§ Task goal
Edit the rows below by replacing each "marker" with "pin" and leaving everything else unchanged. Omit the pictures from your answer.

— start Exercise data —

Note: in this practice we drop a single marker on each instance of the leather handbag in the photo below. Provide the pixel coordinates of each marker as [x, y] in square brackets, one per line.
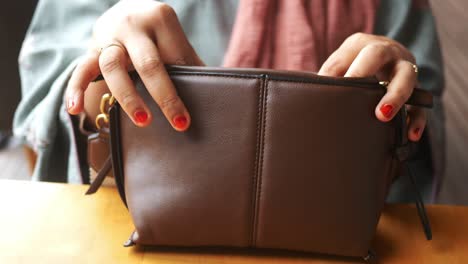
[273, 159]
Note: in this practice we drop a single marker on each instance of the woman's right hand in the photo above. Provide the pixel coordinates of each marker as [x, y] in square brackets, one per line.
[136, 34]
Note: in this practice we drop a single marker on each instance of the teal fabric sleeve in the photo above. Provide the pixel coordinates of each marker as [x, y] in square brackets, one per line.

— end Exercise data —

§ Full answer
Note: in this practice we drop a single pin on each instance of the leather handbag in the photo below. Provide the pixel coordinates of each pin as [x, y] in square brackets, one per line.
[273, 159]
Note: in this practice we drop a single pin on each instance of the woman's right hand in the photo above. Provide the pixel coordinates of each pin as [x, y] in square brackets, one per line.
[136, 34]
Note: in this practice we drop a single pin on each instance of the teal fabric sleeve in the photo above. Provide the pixel coordinates of each pin as [x, y] in square brackets, one per line.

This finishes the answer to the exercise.